*** Opening Data to use ***

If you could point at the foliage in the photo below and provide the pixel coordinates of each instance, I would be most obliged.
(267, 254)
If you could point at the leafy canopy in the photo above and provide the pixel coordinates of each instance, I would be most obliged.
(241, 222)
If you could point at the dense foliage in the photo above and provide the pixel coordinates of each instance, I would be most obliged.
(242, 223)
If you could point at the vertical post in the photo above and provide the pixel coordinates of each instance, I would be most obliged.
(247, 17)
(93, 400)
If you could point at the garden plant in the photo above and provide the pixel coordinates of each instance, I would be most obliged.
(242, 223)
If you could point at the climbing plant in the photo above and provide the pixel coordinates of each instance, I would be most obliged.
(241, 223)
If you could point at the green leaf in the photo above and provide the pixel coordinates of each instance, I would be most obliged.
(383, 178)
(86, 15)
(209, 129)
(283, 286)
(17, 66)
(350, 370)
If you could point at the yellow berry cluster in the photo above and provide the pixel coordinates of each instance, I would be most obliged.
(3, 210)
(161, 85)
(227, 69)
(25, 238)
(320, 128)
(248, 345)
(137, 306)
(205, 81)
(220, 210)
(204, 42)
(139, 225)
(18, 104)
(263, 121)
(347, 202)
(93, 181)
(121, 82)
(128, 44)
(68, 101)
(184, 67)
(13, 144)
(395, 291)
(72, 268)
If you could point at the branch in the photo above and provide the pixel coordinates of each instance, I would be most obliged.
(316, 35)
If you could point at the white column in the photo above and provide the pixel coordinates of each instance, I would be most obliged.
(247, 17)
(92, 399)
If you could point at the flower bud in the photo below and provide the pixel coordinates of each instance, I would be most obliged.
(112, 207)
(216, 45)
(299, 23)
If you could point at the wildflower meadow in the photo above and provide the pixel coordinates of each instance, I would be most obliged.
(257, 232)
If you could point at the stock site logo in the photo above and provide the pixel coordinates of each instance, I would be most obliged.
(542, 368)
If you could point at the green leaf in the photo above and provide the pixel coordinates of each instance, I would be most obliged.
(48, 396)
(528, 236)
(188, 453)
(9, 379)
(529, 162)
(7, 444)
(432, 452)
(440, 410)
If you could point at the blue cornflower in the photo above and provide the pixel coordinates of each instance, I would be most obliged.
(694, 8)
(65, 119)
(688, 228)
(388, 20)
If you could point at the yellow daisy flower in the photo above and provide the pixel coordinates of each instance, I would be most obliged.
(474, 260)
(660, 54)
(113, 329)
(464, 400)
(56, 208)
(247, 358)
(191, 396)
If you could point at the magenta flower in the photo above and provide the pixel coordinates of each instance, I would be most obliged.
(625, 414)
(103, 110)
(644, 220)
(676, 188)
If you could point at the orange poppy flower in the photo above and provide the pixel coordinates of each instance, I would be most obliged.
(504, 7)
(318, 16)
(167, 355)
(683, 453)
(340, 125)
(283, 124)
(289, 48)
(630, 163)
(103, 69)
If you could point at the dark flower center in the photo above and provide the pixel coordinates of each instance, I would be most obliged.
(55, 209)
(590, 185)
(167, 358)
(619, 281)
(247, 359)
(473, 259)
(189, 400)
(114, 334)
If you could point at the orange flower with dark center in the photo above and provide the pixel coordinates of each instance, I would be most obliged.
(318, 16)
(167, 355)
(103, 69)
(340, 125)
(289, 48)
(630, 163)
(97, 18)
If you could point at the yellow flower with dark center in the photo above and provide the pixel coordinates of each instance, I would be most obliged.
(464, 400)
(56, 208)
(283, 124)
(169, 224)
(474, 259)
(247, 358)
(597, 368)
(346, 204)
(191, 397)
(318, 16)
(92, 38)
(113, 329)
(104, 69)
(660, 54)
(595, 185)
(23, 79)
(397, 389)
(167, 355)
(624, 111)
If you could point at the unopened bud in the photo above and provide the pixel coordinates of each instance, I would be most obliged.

*** Closing Data to use ***

| What you are asked to do |
Transcribe every entry word for word.

| Written response |
If you could point at the foliage in the photo below and provide the pixel coordinates of each instance, I would be most obliged.
(267, 254)
If you could point at the leafy canopy in the photo above and provide the pixel coordinates of each instance, I would be most obliged.
(241, 222)
If you could point at the dense foliage in the photo above and provide the pixel coordinates of each instance, I would be most obliged.
(242, 223)
If you could point at the vertical post in the photo above and provide the pixel coordinates of each instance, I would be most obliged.
(247, 17)
(93, 400)
If you could point at the garden plant in the photo above and provide the pixel coordinates of each instance, I would be most obliged.
(242, 223)
If you could point at the climbing plant in the photo above and provide the pixel coordinates of each instance, I would be most obliged.
(241, 223)
If you could point at the green leaf in the photo above and provide the pixel coordinates of each instance, I would be most obliged.
(383, 178)
(86, 15)
(209, 129)
(283, 286)
(17, 66)
(350, 370)
If you could point at the yellow berry cluster in the photo above and provide the pixel coordinates of each instance, I would be most obliged.
(3, 210)
(161, 85)
(227, 69)
(25, 238)
(320, 128)
(248, 345)
(137, 306)
(205, 81)
(220, 210)
(204, 42)
(139, 225)
(18, 104)
(263, 121)
(347, 202)
(93, 181)
(121, 82)
(128, 44)
(68, 101)
(184, 67)
(13, 144)
(395, 291)
(72, 268)
If you could point at the branch in the photo above and provide the pixel coordinates of each instance, I would be most obliged.
(316, 35)
If you could point at the white column in the photo above and provide the pixel coordinates of each instance, I would be most obliged.
(247, 17)
(92, 399)
If you could point at the flower bud in the photo below and provide the pixel coordinates of each instance, I would be most obliged.
(112, 207)
(216, 45)
(299, 23)
If you could point at the wildflower meadow in the photo above and provide the pixel coordinates of each instance, I would be most obliged.
(257, 232)
If you could point at the stock site logo in the photo above and provide the pixel coordinates of each instance, I would be most obliged.
(542, 368)
If you could point at the green leaf in the photo above and provide the pixel coordinates of each instance, I would be most obliged.
(48, 396)
(528, 236)
(188, 453)
(9, 379)
(529, 162)
(7, 444)
(432, 452)
(440, 410)
If you could point at the blue cornflower in the photo above and provide the pixel coordinates of each instance, I would be most obliged.
(694, 8)
(65, 119)
(688, 228)
(388, 20)
If you could point at the yellow daisy flower in the photo above and provide the pixel coordinates of each instance, I would be most obliged.
(474, 260)
(660, 54)
(113, 329)
(464, 400)
(56, 208)
(247, 358)
(191, 396)
If you could point at the magenta flower in the photo above and provide the pixel coordinates of each instance, I would be most obliged.
(625, 414)
(103, 110)
(644, 220)
(676, 188)
If you could point at the orange poppy flower in the photo above and provide the pixel coordinates of each instance, I would be most obliged.
(504, 7)
(318, 16)
(167, 355)
(683, 453)
(340, 125)
(283, 124)
(289, 48)
(630, 163)
(103, 69)
If you could point at the dark flower center in the photo above and provide the pixel coordinates of each instance, I would be most obliged.
(55, 209)
(590, 185)
(167, 358)
(619, 281)
(247, 359)
(473, 259)
(189, 400)
(114, 334)
If you could point at the orange flower with dark center in the photo above and provide the pixel coordinates of each instance, I would be most obliged.
(318, 16)
(167, 355)
(103, 69)
(340, 125)
(289, 48)
(630, 163)
(97, 18)
If you could point at the yellow flower with dark center in the photo above and provide the pixel coordinates of each instance, I would be most obliged.
(464, 400)
(56, 208)
(283, 124)
(169, 224)
(474, 259)
(247, 358)
(597, 368)
(346, 204)
(191, 397)
(318, 16)
(92, 38)
(113, 329)
(104, 69)
(660, 54)
(595, 185)
(23, 79)
(397, 389)
(167, 355)
(624, 111)
If you could point at the unopened bud in the photo above and provide the pixel coordinates of each instance, I would be most obliged.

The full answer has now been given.